Usernames, passwords and hostnames are distributed using NIS:

  • domain name: DEAP-NIS
  • deap00 is the master server
  • there are no secondary servers
  • hostnames are distributed using NIS (from deap00:/etc/hosts, MUST MATCH deap06:/etc/hosts!)
  • to solve chicken-and-egg problem deap00 IP address has to be listed in each machine /etc/hosts (MUST MATCH deap06 and deap00 /etc/hosts!) (SL6.2+ NIS broadcast does not work so deap00 has to be listed in each machine /etc/yp.conf, also NFS filesystems are mounted before NIS is started).
  • also NIS has to be listed in front of DNS in the "hosts:" entry of /etc/nsswitch.conf

DNS kludge:

  • normally DNS would be used to distribute IP addresses and hostnames to the DHCP server, to deap00 and to other deap machines. But we do not have a private DNS server and the TRIUMF DNS server has the wrong IP addresses for deap machines (142.90.x.x).

Work task 1:
Can you transcribe the passage on NIS setup verbatim, from "Usernames, passwords and" to "deap machines (142.90.x.x)."?
The text and the records have no connection to each other.

Material supplied:

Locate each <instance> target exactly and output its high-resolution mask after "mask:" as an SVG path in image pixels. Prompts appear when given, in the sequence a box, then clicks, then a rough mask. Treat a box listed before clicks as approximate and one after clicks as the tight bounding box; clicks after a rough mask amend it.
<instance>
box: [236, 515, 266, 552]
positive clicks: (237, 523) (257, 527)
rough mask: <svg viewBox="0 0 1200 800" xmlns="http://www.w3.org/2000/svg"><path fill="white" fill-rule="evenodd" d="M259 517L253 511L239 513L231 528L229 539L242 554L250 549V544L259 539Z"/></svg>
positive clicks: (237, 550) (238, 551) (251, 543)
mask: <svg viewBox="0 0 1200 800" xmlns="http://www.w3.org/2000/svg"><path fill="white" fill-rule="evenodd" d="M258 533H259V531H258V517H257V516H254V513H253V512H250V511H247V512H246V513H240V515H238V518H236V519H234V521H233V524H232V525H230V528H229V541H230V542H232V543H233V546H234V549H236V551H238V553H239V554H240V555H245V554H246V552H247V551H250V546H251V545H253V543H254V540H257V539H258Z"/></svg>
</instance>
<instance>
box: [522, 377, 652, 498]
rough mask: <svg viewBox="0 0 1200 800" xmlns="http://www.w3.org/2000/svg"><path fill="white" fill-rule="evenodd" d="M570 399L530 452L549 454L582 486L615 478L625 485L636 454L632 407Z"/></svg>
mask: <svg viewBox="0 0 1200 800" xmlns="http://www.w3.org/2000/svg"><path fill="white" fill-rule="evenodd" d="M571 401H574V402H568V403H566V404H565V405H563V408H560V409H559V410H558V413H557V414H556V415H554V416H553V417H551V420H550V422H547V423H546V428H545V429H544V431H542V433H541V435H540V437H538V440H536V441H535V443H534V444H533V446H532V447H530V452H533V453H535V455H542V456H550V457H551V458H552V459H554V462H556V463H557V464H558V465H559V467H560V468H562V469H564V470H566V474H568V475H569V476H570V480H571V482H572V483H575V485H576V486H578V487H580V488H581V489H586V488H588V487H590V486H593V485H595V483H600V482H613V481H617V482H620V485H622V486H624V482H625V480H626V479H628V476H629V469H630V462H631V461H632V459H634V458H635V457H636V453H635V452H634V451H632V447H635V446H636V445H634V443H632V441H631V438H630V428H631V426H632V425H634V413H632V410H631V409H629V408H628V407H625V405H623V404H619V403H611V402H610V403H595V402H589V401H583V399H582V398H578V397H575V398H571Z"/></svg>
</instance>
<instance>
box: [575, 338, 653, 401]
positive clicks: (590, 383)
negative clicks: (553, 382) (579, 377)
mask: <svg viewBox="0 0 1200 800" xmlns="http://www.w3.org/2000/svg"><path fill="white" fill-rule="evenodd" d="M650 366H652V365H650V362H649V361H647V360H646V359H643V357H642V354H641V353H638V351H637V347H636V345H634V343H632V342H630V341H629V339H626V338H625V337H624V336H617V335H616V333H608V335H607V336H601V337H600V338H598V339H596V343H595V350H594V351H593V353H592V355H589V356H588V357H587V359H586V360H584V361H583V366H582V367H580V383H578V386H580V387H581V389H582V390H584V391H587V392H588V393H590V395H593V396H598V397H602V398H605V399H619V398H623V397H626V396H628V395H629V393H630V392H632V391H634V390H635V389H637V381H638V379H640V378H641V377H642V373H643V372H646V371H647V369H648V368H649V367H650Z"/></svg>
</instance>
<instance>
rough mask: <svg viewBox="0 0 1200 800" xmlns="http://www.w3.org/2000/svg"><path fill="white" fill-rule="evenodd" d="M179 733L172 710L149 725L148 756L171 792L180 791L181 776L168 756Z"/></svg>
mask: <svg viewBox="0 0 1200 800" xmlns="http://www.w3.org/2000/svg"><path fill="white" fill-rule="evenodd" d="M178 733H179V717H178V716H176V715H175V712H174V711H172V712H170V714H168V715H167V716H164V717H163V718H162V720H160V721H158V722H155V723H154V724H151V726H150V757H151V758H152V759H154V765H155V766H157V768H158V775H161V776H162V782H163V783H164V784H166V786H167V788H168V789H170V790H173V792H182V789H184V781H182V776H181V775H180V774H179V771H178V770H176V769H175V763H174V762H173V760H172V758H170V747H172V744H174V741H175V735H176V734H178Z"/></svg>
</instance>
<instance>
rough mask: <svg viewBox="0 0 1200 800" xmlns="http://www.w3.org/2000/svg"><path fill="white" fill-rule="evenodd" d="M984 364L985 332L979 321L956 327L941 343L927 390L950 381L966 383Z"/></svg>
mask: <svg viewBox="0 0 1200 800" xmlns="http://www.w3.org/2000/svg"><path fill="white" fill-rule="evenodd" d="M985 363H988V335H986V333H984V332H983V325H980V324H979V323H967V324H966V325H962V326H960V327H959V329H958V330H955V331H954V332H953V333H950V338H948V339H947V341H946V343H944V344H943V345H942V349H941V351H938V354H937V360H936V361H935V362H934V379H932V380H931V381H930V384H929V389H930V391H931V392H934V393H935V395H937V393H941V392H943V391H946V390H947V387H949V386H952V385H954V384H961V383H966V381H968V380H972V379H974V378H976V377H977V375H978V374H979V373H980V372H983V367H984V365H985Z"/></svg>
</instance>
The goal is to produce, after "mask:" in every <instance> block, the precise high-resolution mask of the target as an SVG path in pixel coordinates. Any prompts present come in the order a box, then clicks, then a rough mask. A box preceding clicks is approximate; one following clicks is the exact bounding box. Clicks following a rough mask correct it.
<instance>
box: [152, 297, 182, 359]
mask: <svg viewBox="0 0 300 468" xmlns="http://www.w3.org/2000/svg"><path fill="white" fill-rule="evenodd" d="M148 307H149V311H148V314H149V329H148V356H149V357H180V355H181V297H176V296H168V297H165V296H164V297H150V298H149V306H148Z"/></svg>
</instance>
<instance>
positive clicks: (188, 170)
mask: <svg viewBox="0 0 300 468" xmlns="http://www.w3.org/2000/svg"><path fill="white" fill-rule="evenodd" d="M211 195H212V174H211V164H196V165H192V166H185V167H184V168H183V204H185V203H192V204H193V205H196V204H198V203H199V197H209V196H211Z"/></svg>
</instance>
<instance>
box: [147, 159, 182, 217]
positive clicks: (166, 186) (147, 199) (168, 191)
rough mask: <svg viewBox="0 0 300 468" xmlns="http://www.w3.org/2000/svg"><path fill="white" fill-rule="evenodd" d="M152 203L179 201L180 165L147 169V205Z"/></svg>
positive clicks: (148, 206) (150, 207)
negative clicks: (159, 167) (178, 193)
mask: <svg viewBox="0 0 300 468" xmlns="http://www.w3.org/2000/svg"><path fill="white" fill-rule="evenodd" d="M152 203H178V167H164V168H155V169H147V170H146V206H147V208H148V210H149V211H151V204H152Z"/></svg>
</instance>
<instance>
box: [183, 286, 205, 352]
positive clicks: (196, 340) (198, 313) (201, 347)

Work task 2:
Would you rewrite the records from their start to the line with "positive clicks: (237, 550)", replacing "rough mask" with "coarse mask" and keeping everything else the same? Give only those lines.

Answer space 1:
Usernames, passwords and hostnames are distributed using NIS:

  • domain name: DEAP-NIS
  • deap00 is the master server
  • there are no secondary servers
  • hostnames are distributed using NIS (from deap00:/etc/hosts, MUST MATCH deap06:/etc/hosts!)
  • to solve chicken-and-egg problem deap00 IP address has to be listed in each machine /etc/hosts (MUST MATCH deap06 and deap00 /etc/hosts!) (SL6.2+ NIS broadcast does not work so deap00 has to be listed in each machine /etc/yp.conf, also NFS filesystems are mounted before NIS is started).
  • also NIS has to be listed in front of DNS in the "hosts:" entry of /etc/nsswitch.conf

DNS kludge:

  • normally DNS would be used to distribute IP addresses and hostnames to the DHCP server, to deap00 and to other deap machines. But we do not have a private DNS server and the TRIUMF DNS server has the wrong IP addresses for deap machines (142.90.x.x).

Answer space 2:
Locate each <instance> target exactly and output its high-resolution mask after "mask:" as an SVG path in image pixels. Prompts appear when given, in the sequence a box, then clicks, then a coarse mask. Treat a box listed before clicks as approximate and one after clicks as the tight bounding box; clicks after a coarse mask amend it.
<instance>
box: [236, 515, 266, 552]
positive clicks: (237, 523) (257, 527)
coarse mask: <svg viewBox="0 0 1200 800" xmlns="http://www.w3.org/2000/svg"><path fill="white" fill-rule="evenodd" d="M259 517L253 511L239 513L231 528L229 539L242 554L250 549V544L259 539Z"/></svg>
positive clicks: (237, 550) (238, 551) (251, 543)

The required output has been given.